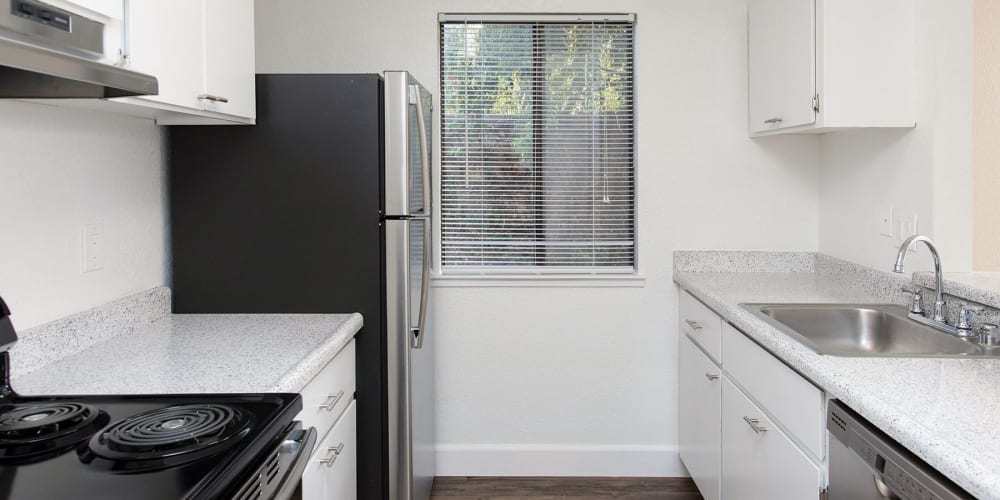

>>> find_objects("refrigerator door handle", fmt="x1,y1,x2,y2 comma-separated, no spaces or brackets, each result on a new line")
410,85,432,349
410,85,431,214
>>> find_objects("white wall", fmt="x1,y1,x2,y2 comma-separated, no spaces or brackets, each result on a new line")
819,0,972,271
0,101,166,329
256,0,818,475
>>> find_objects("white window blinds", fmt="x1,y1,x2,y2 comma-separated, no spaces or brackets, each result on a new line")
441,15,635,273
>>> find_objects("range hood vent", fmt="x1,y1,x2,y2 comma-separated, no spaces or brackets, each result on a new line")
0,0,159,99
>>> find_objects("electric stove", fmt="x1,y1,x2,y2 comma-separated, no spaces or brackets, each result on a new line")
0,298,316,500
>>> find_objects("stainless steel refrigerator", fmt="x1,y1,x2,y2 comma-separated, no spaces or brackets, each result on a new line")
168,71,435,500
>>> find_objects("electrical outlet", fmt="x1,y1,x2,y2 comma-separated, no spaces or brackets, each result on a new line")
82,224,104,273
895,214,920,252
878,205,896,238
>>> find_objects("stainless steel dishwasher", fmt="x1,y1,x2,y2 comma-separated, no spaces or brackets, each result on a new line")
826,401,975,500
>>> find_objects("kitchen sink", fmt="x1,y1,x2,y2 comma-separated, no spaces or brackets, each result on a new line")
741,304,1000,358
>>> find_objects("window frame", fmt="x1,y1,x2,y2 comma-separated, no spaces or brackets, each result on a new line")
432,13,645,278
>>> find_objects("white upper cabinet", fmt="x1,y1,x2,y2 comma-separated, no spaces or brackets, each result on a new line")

## LO QUE SE PIDE
Enumera cada línea de los datos anteriores en la que aparezca la palabra "stainless". Distingue entre mayúsculas y minúsculas.

## RESULTADO COMPLETO
>>> find_objects("stainless steel refrigerator", fmt="x1,y1,x2,y2 comma-separated, no spaces or brackets, each result on a new line")
>>> find_objects("stainless steel dishwasher", fmt="x1,y1,x2,y2 comma-separated, no spaces or brackets, each result on a new line")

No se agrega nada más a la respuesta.